## TEXT BLOCK
Re: Import gedcom with photos from online url

Post by tatewise »

Colin, you introduced the term 'supplier' but I suspected they were friend or family. Their webserver needed no credentials so the gist of what I said is correct.
Mike Tate ~ researching the Tate and Scott family history ~ tatewise ancestry
User avatar
Valkrider
Megastar
Posts: 1563
Joined: 04 Jun 2012 19:03
Family Historian: V7
Location: Lincolnshire
Contact:

Re: Import gedcom with photos from online url

Post by Valkrider »

This is CP's reply
We will log this as a request for consideration.

In the meantime you could create a plugin to download those images locally as long as they are not behind a fire/pay wall.
User avatar
tatewise
Megastar
Posts: 28341
Joined: 25 May 2010 11:00
Family Historian: V7
Location: Torbay, Devon, UK
Contact:

Re: Import gedcom with photos from online url

Post by tatewise »

Easier said than done!

If luacom.CreateObject("winhttp.winhttprequest.5.1") is the method of using HTTPS then I don't understand how.
The advice at https://docs.microsoft.com/en-us/window ... in-winhttp only discusses the Microsoft interface and I could not relate that to a possible Lua solution.

## DATA ENTRIES
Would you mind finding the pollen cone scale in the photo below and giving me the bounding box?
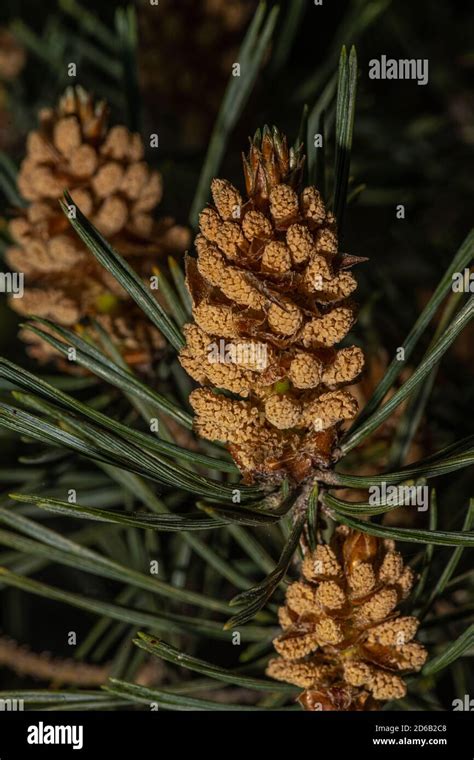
[180,127,364,481]
[7,87,189,369]
[267,526,427,711]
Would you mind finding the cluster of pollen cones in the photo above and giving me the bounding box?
[7,87,189,372]
[180,128,364,481]
[267,526,427,711]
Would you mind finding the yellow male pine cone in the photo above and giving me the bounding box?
[7,87,189,367]
[267,526,427,711]
[180,127,364,481]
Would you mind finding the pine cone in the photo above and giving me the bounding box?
[267,526,427,711]
[7,87,189,366]
[180,127,364,481]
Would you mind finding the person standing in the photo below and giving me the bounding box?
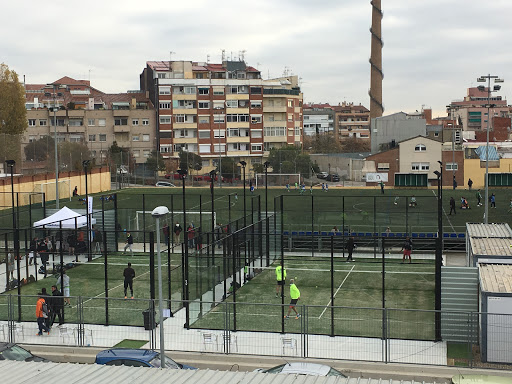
[276,261,286,297]
[123,263,135,299]
[123,232,133,256]
[172,222,183,244]
[346,236,356,262]
[450,196,457,216]
[476,190,482,207]
[284,279,300,319]
[50,285,64,327]
[402,236,412,264]
[56,270,71,305]
[36,292,50,336]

## GOALS
1) In the forum thread, what did CP say it would log the matter as?
2) List the field labels shown in Valkrider's profile details in the forum thread.
3) Copy a passage from the forum thread, beginning at the words "The advice at" and stopping after "possible Lua solution.".
The material shown above is separate from the forum thread.

## RESULTS FOR EACH TASK
1) A request for consideration.

2) Posts, Joined, Family Historian, Location, Contact

3)
The advice at https://docs.microsoft.com/en-us/window ... in-winhttp only discusses the Microsoft interface and I could not relate that to a possible Lua solution.